DATA SUPPLIED:
━━━━━━━━━━━━━━━━━━━━
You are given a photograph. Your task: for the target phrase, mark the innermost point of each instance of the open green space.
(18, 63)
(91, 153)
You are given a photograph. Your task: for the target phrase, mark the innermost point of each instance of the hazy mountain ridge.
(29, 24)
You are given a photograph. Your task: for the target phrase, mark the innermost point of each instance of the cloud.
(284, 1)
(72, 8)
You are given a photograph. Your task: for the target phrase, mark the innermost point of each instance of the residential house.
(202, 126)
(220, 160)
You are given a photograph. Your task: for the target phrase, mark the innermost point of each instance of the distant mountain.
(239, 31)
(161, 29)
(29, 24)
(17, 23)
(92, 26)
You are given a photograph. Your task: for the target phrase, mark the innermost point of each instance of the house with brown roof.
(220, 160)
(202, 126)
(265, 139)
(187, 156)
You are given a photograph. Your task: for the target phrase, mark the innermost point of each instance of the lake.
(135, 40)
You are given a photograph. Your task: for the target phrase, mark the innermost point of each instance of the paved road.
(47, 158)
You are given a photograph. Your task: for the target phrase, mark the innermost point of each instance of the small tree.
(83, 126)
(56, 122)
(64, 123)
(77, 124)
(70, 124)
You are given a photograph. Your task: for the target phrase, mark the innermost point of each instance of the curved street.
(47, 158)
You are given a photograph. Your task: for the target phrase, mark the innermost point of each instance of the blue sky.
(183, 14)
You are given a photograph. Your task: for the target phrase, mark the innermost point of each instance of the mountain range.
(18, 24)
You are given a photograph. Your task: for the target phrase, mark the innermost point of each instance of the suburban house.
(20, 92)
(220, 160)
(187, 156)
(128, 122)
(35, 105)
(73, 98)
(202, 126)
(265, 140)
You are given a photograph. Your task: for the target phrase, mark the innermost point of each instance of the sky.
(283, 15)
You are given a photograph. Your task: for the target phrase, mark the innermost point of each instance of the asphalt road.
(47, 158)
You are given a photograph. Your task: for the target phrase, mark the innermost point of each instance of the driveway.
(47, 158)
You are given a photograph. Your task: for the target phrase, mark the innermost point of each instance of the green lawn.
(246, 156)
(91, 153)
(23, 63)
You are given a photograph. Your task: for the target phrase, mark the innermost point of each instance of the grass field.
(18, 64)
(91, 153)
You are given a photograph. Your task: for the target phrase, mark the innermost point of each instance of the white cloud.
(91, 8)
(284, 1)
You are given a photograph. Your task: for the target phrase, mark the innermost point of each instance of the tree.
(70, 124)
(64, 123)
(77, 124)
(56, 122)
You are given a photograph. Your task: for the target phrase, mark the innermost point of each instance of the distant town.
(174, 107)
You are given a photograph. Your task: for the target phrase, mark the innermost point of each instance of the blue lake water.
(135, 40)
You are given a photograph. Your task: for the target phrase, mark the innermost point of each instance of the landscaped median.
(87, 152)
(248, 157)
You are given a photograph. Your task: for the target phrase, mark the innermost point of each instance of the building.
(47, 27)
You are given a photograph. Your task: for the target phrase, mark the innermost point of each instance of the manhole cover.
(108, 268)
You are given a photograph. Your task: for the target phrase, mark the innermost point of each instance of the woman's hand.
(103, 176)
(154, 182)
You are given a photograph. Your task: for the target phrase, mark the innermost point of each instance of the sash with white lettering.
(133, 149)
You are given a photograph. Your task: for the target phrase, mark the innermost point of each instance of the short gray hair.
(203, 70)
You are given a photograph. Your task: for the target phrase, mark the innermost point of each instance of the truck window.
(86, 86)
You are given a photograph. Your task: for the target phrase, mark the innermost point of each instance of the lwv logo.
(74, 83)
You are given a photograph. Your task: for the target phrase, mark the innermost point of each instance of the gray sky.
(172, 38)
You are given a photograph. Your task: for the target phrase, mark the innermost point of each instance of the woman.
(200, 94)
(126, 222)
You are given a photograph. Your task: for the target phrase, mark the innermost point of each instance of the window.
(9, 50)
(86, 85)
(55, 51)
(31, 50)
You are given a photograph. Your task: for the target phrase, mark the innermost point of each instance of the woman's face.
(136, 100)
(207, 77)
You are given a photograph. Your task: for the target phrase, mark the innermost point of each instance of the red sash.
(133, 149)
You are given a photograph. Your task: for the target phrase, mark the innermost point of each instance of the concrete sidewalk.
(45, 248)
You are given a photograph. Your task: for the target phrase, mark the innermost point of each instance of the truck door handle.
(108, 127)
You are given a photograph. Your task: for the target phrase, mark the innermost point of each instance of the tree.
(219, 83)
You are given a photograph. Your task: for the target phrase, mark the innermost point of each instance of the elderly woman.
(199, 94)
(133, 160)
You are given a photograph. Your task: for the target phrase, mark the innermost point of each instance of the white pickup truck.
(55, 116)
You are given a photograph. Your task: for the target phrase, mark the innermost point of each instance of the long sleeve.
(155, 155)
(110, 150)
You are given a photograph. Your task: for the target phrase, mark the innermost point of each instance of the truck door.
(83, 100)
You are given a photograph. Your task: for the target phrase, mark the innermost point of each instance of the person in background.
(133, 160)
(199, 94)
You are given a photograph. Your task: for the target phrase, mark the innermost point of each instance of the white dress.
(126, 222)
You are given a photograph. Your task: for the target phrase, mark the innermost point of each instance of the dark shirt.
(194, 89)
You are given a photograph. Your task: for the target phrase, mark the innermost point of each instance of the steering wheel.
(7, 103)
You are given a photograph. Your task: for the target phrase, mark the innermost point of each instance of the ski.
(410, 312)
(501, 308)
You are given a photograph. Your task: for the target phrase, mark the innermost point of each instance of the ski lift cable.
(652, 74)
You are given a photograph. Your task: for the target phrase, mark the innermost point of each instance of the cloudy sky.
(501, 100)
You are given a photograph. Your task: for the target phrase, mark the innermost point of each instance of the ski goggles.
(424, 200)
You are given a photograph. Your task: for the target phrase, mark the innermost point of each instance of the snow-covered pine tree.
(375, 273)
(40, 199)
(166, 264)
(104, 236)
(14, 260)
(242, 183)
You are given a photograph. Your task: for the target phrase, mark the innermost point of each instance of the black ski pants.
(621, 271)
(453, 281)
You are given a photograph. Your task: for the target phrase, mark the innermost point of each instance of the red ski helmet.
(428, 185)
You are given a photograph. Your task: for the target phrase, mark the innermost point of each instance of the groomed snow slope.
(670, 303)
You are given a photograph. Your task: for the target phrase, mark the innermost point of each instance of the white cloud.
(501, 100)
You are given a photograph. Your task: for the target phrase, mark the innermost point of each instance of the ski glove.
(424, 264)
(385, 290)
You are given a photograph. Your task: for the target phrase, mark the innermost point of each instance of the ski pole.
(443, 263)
━━━━━━━━━━━━━━━━━━━━
WORK TASK: Every record, from top to bottom, must be transcribed exactly.

COMPLETED EXERCISE:
You are given a photograph. Your task: for the target phrase, mark the innermost point of each instance of the open green space.
(18, 63)
(91, 153)
You are given a photograph. Your task: for the target phrase, mark the innermost point of each instance of the hazy mountain ridge.
(29, 24)
You are given a photograph. Your task: for the target phrase, mark the innermost point of each instance of the cloud.
(284, 1)
(72, 8)
You are given a photograph. Your task: for the target phrase, mark the innermost point of each instance of the residential house.
(202, 126)
(220, 160)
You are given a photograph. Your task: for the target phrase, mark the innermost point of each instance of the distant mountain.
(239, 31)
(161, 29)
(29, 24)
(17, 23)
(92, 26)
You are given a photograph. Your task: for the target phrase, mark the innermost point of each instance of the house with brown roof.
(220, 160)
(202, 126)
(265, 139)
(187, 156)
You are given a photograph. Your task: for the target phrase, mark the innermost point of each instance of the lake.
(135, 40)
You are given a photograph. Your task: for the target phrase, mark the innermost point of each instance of the paved road.
(47, 158)
You are given a photograph. Your task: for the target phrase, mark the innermost point of each instance of the small tree.
(83, 126)
(56, 122)
(64, 123)
(77, 124)
(70, 124)
You are given a photograph. Your task: for the target phrase, mark the innermost point of each instance of the curved street.
(47, 158)
You are given a photograph. Your task: for the target phrase, mark the innermost point of each instance of the blue sky.
(183, 14)
You are given a photograph. Your task: for the target phrase, mark the innermost point of each instance of the mountain range.
(18, 24)
You are given a photograph. Your task: for the target phrase, mark the innermost point of each instance of the suburban house.
(20, 92)
(220, 160)
(187, 156)
(128, 122)
(35, 105)
(73, 98)
(202, 126)
(265, 140)
You are given a photograph. Your task: for the target phrase, mark the innermost point of each instance of the sky.
(283, 15)
You are given a photograph. Your task: for the target phrase, mark the innermost point of each instance of the asphalt road.
(47, 158)
You are given a photograph. Your task: for the target phrase, mark the innermost point of each instance of the driveway.
(47, 158)
You are given a photograph. Your task: for the target phrase, mark the innermost point of each instance of the green lawn.
(246, 156)
(91, 153)
(23, 63)
You are given a photograph. Your task: for the target phrase, mark the innermost point of each instance of the grass field.
(18, 64)
(91, 153)
You are given a photograph. Your task: for the target phrase, mark the innermost point of each instance of the white cloud.
(91, 8)
(284, 1)
You are given a photograph. Your task: for the target phrase, mark the innermost point of each instance of the tree.
(70, 124)
(64, 123)
(77, 124)
(56, 122)
You are given a photograph. Your task: for the target phrase, mark the innermost point of each instance of the distant town.
(174, 107)
You are given a photograph. Your task: for the target phrase, mark the innermost point of each instance of the blue lake water.
(135, 40)
You are given a photograph. Your task: for the target phrase, mark the innermost point of each instance of the landscaped median.
(87, 152)
(248, 157)
You are given a photograph. Your task: for the target phrase, mark the innermost point of each instance of the building.
(47, 27)
You are given a photograph. Your task: for the target phrase, mark the innermost point of each instance of the manhole cover.
(108, 268)
You are given a photograph. Your task: for the target phrase, mark the innermost point of each instance of the woman's hand.
(103, 176)
(154, 182)
You are given a photograph. Your task: for the target phrase, mark the innermost point of each instance of the sash with white lettering.
(133, 149)
You are given a photograph. Your task: for the target phrase, mark the innermost point of each instance of the short gray hair.
(203, 70)
You are given a photograph. Your task: for the target phrase, mark the innermost point of each instance of the truck window.
(86, 86)
You are given a photograph. Your task: for the target phrase, mark the innermost point of each instance of the lwv logo.
(74, 83)
You are given a photograph. Your task: for the target phrase, mark the innermost point of each instance of the gray sky.
(172, 38)
You are given a photograph. Your task: for the target phrase, mark the innermost point of each instance of the woman.
(200, 94)
(126, 222)
You are given a photograph. Your task: for the target phrase, mark the innermost point of each instance of the window.
(9, 50)
(86, 85)
(55, 51)
(31, 50)
You are given a photograph. Your task: for the target phrase, mark the innermost point of each instance of the woman's face.
(136, 100)
(207, 77)
You are given a photograph. Your task: for the target phrase, mark the innermost point of each instance of the red sash.
(133, 149)
You are given a photograph. Your task: for the target phrase, mark the innermost point of each instance of the concrete sidewalk.
(45, 248)
You are given a photograph. Your task: for the target phrase, mark the innermost point of each instance of the truck door handle.
(108, 127)
You are given a photograph. Your task: for the target phrase, mark the innermost point of each instance of the tree.
(219, 83)
You are given a photograph. Your task: for the target phrase, mark the innermost point of each instance of the elderly woman.
(199, 94)
(133, 160)
You are given a photograph. Your task: for the target phrase, mark the innermost point of each instance of the white pickup truck.
(55, 116)
You are given a photograph. Your task: for the target phrase, mark the innermost point of each instance of the long sleeve.
(155, 155)
(110, 150)
You are given a photograph. Your task: for the target phrase, mark the innermost point of each instance of the truck door.
(83, 100)
You are given a photograph. Your task: for the target phrase, mark the innermost point of each instance of the person in background.
(133, 160)
(199, 94)
You are given a photograph. Your task: for the target phrase, mark the innermost point of each instance of the white dress.
(126, 222)
You are given a photograph. Your task: for the target phrase, mark the innermost point of each instance of the dark shirt.
(194, 89)
You are given a photograph. Your task: for the target phrase, mark the innermost point of each instance of the steering wheel.
(7, 103)
You are given a photograph. Your task: for the target phrase, mark the innermost point of each instance of the ski.
(410, 312)
(501, 308)
You are given a photograph. Your task: for the target phrase, mark the innermost point of each instance of the ski lift cable.
(652, 74)
You are given a photograph. Your task: for the target phrase, mark the innermost point of each instance of the cloudy sky.
(501, 100)
You are given a photograph. Your task: for the target phrase, mark the innermost point of each instance of the ski goggles.
(424, 200)
You are given a photograph. Your task: for the target phrase, mark the innermost point of each instance of the snow-covered pine tree.
(375, 273)
(40, 199)
(166, 264)
(104, 236)
(14, 260)
(242, 183)
You are given a photograph. Your task: for the target phrase, mark the innermost point of each instance of the black ski pants.
(621, 271)
(453, 281)
You are given a photograph. Your task: for the target phrase, mark the innermost point of each instance of the red ski helmet.
(428, 185)
You are given a photograph. Your task: for the target phrase, mark the innermost point of each instance of the groomed snow slope.
(670, 303)
You are given a photograph. Your task: for the target phrase, mark the innermost point of each instance of the white cloud.
(501, 100)
You are given a photograph. Your task: for the target phrase, mark the innermost point of each instance of the ski glove.
(424, 264)
(385, 290)
You are given a photograph. Your task: for the target phrase, mark the innermost point of each instance of the ski pole.
(443, 263)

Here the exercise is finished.